■ **What to produce**:
Go through the entries below and print, exactly, the lines starting at the one with "target: parked car" and ending at the one with "wanted | a marker on every instance of the black", keeping both ends and no others.
┌─ Supplied entries
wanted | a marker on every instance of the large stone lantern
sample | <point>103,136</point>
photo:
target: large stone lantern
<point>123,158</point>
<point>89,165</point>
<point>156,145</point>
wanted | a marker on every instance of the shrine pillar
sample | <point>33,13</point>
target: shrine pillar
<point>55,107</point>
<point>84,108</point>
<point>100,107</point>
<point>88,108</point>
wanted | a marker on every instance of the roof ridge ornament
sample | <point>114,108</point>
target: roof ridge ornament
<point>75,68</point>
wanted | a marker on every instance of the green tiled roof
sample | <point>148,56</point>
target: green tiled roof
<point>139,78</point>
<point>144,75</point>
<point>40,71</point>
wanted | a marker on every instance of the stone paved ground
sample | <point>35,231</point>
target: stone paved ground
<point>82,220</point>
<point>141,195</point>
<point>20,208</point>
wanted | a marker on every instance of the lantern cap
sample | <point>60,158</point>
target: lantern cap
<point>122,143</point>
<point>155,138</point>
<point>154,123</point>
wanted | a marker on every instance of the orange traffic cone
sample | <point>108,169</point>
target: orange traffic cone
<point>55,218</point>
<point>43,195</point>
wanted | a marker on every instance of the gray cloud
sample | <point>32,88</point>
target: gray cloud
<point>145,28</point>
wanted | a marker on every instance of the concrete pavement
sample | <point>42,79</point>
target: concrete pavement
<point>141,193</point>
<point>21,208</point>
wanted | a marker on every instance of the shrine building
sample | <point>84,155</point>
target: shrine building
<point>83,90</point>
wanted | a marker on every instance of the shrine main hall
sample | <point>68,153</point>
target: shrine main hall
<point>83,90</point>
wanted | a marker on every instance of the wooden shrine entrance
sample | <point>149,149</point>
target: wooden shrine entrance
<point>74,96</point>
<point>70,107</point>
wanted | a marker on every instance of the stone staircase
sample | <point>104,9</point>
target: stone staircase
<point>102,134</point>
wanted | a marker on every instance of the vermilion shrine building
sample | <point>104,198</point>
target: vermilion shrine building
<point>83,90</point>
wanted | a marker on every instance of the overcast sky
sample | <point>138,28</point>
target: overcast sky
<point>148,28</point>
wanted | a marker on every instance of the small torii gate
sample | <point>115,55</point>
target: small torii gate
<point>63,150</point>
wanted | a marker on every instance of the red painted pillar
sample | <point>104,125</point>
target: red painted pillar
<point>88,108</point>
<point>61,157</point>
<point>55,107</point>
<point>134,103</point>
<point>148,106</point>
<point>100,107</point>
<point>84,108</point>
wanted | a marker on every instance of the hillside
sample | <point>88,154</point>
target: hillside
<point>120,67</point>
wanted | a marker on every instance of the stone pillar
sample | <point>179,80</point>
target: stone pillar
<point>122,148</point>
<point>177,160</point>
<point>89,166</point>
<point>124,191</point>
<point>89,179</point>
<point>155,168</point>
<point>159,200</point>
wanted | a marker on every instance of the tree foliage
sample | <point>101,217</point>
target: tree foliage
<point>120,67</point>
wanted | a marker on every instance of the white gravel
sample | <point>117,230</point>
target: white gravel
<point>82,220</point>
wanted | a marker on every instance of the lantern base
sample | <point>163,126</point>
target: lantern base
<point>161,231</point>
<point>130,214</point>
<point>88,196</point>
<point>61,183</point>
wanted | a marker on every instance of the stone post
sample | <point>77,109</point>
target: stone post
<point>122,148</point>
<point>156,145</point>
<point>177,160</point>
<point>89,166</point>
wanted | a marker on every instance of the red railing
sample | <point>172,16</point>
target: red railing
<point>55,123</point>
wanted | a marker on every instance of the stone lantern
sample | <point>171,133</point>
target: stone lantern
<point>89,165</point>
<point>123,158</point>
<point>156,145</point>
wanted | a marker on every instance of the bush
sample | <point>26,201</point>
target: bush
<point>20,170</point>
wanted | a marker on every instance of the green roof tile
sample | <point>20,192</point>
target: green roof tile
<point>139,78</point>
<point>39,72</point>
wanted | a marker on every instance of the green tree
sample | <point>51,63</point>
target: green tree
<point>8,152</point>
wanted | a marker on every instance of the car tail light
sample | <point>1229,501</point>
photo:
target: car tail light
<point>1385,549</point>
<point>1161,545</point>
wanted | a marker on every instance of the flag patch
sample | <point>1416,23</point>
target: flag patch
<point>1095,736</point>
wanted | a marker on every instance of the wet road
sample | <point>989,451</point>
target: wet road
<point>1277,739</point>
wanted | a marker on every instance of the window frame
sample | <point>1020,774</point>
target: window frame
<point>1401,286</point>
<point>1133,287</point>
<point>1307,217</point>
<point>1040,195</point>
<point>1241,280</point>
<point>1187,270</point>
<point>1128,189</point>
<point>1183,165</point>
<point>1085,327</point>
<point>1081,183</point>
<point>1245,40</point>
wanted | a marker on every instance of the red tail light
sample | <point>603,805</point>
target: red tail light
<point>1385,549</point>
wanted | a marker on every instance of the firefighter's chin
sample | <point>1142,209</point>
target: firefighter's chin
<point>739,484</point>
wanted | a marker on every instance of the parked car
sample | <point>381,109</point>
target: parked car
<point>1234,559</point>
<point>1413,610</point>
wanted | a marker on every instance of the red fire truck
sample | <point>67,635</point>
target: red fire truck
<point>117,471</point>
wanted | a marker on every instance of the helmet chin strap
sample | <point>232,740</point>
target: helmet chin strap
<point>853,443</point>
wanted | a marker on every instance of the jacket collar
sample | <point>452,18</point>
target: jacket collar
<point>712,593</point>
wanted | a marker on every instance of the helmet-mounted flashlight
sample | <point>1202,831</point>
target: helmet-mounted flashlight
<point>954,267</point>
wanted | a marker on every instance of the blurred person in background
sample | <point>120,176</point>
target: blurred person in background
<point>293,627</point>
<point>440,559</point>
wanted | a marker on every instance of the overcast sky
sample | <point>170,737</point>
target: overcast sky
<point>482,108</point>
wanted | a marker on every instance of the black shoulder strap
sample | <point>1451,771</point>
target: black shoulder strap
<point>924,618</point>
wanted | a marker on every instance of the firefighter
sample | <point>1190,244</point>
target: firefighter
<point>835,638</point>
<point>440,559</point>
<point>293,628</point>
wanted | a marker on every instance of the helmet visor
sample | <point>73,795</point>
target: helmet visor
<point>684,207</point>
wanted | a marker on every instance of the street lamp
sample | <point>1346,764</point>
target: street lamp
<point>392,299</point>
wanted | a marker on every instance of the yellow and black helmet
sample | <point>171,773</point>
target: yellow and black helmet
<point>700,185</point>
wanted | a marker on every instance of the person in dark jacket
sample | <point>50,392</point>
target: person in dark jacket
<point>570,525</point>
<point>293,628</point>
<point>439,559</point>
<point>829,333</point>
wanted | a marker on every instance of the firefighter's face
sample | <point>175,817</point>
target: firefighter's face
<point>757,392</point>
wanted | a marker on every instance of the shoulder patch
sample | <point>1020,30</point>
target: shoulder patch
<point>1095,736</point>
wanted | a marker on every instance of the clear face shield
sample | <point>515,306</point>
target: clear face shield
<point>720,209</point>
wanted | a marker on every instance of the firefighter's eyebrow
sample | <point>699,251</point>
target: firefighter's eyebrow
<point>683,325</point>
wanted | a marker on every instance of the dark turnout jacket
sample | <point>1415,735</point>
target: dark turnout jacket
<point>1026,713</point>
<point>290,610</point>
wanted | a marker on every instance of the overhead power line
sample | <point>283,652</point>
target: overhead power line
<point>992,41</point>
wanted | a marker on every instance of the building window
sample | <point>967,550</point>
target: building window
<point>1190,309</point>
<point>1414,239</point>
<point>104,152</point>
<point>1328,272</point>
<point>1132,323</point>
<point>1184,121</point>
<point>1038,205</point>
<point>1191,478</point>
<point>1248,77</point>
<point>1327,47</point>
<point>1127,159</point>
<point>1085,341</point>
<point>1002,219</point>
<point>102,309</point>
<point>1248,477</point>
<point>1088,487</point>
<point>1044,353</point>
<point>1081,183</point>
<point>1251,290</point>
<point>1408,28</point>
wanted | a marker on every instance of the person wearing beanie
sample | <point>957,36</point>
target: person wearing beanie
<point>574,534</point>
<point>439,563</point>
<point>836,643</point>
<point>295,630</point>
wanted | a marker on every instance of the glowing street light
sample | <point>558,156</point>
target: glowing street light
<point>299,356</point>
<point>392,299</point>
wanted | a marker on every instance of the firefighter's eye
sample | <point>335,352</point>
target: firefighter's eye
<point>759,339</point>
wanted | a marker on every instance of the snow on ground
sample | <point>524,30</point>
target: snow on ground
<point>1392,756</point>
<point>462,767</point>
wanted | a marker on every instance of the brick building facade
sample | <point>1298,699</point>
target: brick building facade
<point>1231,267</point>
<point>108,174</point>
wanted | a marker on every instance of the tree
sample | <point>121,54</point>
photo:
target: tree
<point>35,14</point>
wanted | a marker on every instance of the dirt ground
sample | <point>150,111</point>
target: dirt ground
└─
■ **Result of the task**:
target: parked car
<point>1234,559</point>
<point>1413,610</point>
wanted | a marker on every instance of the red fire truck
sample | <point>67,635</point>
target: red fire truck
<point>117,471</point>
wanted | a marker on every instance of the helmet chin strap
sample | <point>232,740</point>
target: helmet chin strap
<point>853,443</point>
wanted | a marker on every instance of the jacket collar
sample | <point>452,18</point>
target: jacket collar
<point>712,593</point>
wanted | a marker on every instance of the helmet-mounted flashlight
sample | <point>1202,831</point>
target: helmet-mounted flashlight
<point>954,267</point>
wanted | a marker on every instance of the blurred person in background
sample | <point>120,176</point>
target: blurred person in background
<point>293,627</point>
<point>440,559</point>
wanted | a marker on every instance of the overcast sky
sample | <point>170,737</point>
target: overcast sky
<point>482,108</point>
wanted | a marker on every instance of the black shoulder strap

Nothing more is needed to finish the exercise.